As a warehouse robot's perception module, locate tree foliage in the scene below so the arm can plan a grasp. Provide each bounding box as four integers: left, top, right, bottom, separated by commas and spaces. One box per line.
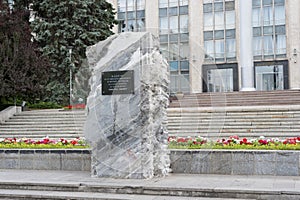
32, 0, 116, 103
0, 1, 50, 103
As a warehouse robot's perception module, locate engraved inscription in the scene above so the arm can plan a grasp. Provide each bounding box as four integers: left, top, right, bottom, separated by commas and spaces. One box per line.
102, 70, 134, 95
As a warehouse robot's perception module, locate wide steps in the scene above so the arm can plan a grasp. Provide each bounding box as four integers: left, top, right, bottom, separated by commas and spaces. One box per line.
170, 90, 300, 108
168, 105, 300, 139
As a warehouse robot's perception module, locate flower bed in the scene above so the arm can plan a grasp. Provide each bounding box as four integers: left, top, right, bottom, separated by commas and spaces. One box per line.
0, 137, 89, 149
168, 136, 300, 150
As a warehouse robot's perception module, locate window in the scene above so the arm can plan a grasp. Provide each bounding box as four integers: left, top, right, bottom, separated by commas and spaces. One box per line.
255, 65, 284, 91
252, 0, 286, 60
118, 0, 145, 32
159, 0, 189, 93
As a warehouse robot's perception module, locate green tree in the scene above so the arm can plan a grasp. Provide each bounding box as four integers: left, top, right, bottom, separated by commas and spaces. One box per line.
0, 1, 50, 101
32, 0, 117, 103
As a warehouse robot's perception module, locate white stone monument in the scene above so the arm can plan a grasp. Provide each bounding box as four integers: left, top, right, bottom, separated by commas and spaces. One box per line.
84, 32, 170, 179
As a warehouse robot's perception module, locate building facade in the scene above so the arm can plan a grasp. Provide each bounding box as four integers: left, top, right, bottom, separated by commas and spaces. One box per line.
109, 0, 300, 93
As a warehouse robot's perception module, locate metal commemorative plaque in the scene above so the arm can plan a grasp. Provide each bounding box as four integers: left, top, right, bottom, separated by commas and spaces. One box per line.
102, 70, 134, 95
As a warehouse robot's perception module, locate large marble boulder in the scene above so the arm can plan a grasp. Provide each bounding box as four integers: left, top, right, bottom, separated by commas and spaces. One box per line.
84, 32, 170, 179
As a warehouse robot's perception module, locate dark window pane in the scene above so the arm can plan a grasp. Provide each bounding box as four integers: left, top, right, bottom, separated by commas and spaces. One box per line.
253, 27, 261, 36
275, 25, 285, 35
274, 0, 284, 5
203, 3, 212, 12
225, 1, 234, 10
170, 34, 178, 42
264, 26, 273, 35
252, 0, 260, 7
180, 33, 189, 42
127, 11, 135, 19
179, 6, 189, 15
118, 12, 125, 19
226, 29, 235, 38
136, 10, 145, 19
169, 7, 178, 15
159, 35, 168, 43
204, 31, 214, 40
263, 0, 272, 6
215, 30, 224, 40
215, 2, 223, 11
159, 8, 168, 17
180, 61, 189, 71
169, 61, 178, 71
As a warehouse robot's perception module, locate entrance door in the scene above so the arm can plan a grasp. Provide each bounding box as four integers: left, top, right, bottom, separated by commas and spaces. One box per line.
207, 68, 233, 92
256, 65, 284, 91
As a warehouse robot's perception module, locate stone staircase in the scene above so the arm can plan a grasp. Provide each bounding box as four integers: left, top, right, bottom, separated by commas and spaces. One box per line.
0, 109, 85, 139
169, 90, 300, 108
168, 90, 300, 139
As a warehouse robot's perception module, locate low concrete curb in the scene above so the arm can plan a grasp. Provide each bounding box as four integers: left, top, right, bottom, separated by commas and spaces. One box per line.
0, 106, 22, 124
0, 149, 300, 176
171, 150, 300, 176
0, 149, 91, 171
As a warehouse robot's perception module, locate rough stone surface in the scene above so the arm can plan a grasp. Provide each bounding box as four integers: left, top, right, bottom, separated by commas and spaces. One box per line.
84, 33, 170, 178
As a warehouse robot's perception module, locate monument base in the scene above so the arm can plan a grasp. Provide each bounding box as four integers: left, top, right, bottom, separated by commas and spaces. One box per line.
85, 33, 170, 179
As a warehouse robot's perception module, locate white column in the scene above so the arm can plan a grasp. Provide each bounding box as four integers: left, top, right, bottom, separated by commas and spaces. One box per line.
107, 0, 118, 33
286, 0, 300, 90
145, 0, 159, 37
239, 0, 255, 91
189, 0, 205, 93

TASK INSTRUCTIONS -
Could you quote all of the entries above verbatim, omitting the pictures?

EXERCISE RESPONSE -
As a warehouse robot's perception module, locate tree foliage in the scene below so the arm can plan a grasp. Provide each bounding box as four integers: left, top, right, bottom, separated by commas and spaces. One box per line.
32, 0, 116, 103
0, 1, 50, 103
As a warehouse robot's perception module, locate engraved inscription in the scene above so the arm can plan a grasp. Provide each bounding box as four integers: left, top, right, bottom, separated by commas and spaces. One box per line.
102, 70, 134, 95
As a warehouse robot's perception module, locate wide steps in the scene above so the arm can plan a grasp. Provide each bounding box as four integers: left, top, right, bottom, separated by commas and spaces. One box per line.
170, 90, 300, 108
168, 105, 300, 139
As a warehouse robot's perception module, locate flower bed in the scene above so the arm can plan a grasp. Provide each bounding box as four integers: left, top, right, bottom, separated by commas and spaces. One box per line.
0, 137, 89, 149
168, 136, 300, 150
As a warehouse robot's perception module, locate window in the scene above so the arm can plan a grasp. Provide each bounding box as four integers: left, top, right, bottom, separated by commas and spaces. One box per line.
255, 65, 284, 91
252, 0, 286, 60
118, 0, 145, 32
159, 0, 189, 93
As a warehouse robot's perception module, locate green tree in the scene above so the arm can plan a grasp. Provide each bounding box as four integers: left, top, right, bottom, separated by commas and spaces. One box per line.
0, 1, 50, 101
32, 0, 117, 103
As a warehouse robot's perception module, locate white stone monument in the scene above so the arm can plan a grasp. Provide each bounding box as four integers: left, top, right, bottom, separated by commas and spaces. One box per line.
84, 32, 170, 179
As a warehouse robot's perception module, locate building facade in the scene above so the arm can plan a grasp. Provide each bounding box as four integers: left, top, right, bottom, separated by commas and spaces. One box per line.
109, 0, 300, 93
As a warehouse robot's perception module, locate metal commemorative plaque in the scene above so the arm can plan a grasp. Provide each bounding box as four integers: left, top, right, bottom, separated by commas and spaces. One box per line.
102, 70, 134, 95
As a warehouse robot's perception module, locate large marble boulder in the scene above so the arm can plan a grasp. Provide each bounding box as four integers: left, top, right, bottom, separated by commas and spaces. One box per line.
84, 32, 170, 179
As a warehouse robot's perception module, locate dark window pane in the scene above so the arm can plan a grasp. Provide each bounding box as four integers: left, top, right, bottom, separated by commas and spaces. One box per line.
253, 27, 261, 36
275, 25, 285, 35
274, 0, 284, 5
203, 3, 212, 12
225, 1, 234, 10
170, 34, 178, 42
264, 26, 273, 35
252, 0, 260, 7
180, 33, 189, 42
127, 11, 135, 19
179, 6, 189, 15
118, 12, 125, 19
226, 29, 235, 38
136, 10, 145, 19
169, 7, 178, 15
159, 35, 168, 43
204, 31, 214, 40
263, 0, 272, 6
215, 30, 224, 40
215, 2, 223, 11
159, 8, 168, 17
180, 61, 189, 71
169, 61, 178, 71
As a warehouse robot's perception module, locate entrance door in the scene above so the arm can plan a grasp. Provide each bounding box as four integers: left, top, right, bottom, separated by commas and spaces. One box per line.
207, 68, 233, 92
256, 65, 284, 91
As a warehouse robot's perception module, locate stone staircase in the scene above so the arm can plan a grasp. Provide each bounding box as four integers: left, top, right, bottom, separated by commas and spaces. One box per line.
0, 109, 85, 139
169, 90, 300, 108
168, 90, 300, 139
As a warehouse robot's perception module, locate low concrete curb in the scene above so the arm can plan a grasp. Provide each bounding box as four integers: left, top, right, bottom, separated by commas and spaces. One box per line.
0, 106, 22, 124
0, 149, 300, 176
171, 150, 300, 176
0, 149, 91, 171
As a warehouse robot's perception module, locate rough stone surface in the scene above so the arm can plan a grasp. Provide each bounding box as four integers: left, top, right, bottom, separated by commas and spaces. One box per line.
84, 33, 170, 178
As a warehouse robot's perception module, locate monument base in the scene above so the arm can plan a grasp. Provide each bounding box as four integers: left, top, right, bottom, separated by commas and spaces. One box per line.
85, 33, 170, 179
As a warehouse robot's perception module, locate white column in the scene above so the arm can plan a grasp. Provide each bounding box as four integers: left, top, right, bottom, separated by commas and spaces. One box per line.
107, 0, 118, 33
286, 0, 300, 90
145, 0, 159, 37
239, 0, 255, 91
189, 0, 205, 93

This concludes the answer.